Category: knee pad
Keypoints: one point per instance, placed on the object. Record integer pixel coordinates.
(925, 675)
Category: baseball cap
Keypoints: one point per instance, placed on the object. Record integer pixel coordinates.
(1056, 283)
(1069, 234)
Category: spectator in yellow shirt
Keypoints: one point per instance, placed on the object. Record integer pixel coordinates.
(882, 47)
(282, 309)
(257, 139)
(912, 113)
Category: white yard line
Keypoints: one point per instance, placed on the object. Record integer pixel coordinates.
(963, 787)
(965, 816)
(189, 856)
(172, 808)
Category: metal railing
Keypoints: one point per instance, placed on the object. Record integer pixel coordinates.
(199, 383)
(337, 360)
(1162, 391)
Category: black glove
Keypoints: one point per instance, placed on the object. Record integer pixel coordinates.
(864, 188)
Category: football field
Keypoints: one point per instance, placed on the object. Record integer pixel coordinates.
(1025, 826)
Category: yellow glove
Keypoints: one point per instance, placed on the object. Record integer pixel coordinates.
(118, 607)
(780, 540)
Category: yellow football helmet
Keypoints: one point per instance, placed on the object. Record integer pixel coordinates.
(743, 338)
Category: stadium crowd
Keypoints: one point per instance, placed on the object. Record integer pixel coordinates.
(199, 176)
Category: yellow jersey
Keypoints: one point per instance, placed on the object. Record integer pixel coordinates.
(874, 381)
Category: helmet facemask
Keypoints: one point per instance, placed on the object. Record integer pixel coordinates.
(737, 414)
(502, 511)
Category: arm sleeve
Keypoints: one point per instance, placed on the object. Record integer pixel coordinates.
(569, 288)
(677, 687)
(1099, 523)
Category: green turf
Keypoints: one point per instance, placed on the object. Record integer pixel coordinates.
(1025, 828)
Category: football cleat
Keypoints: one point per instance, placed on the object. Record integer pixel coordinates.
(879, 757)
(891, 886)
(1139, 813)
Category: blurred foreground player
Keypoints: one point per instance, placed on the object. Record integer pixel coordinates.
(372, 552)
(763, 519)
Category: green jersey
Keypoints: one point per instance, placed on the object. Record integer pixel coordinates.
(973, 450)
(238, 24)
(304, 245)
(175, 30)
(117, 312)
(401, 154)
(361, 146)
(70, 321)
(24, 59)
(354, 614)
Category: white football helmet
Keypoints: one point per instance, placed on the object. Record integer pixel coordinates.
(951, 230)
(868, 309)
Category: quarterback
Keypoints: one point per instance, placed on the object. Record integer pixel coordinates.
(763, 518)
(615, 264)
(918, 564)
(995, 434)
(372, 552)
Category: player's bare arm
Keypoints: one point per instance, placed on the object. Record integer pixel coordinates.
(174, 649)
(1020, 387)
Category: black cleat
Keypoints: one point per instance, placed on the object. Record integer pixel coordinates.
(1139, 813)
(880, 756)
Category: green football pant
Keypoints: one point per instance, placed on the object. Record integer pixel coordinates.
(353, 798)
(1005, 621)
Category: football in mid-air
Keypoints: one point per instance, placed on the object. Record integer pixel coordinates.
☆ ☆ ☆ ☆ ☆
Go through the entries and return each line where the word "yellow" appears.

Category: spectator in yellow shirt
Category: yellow glove
Category: yellow football helmet
Category: yellow jersey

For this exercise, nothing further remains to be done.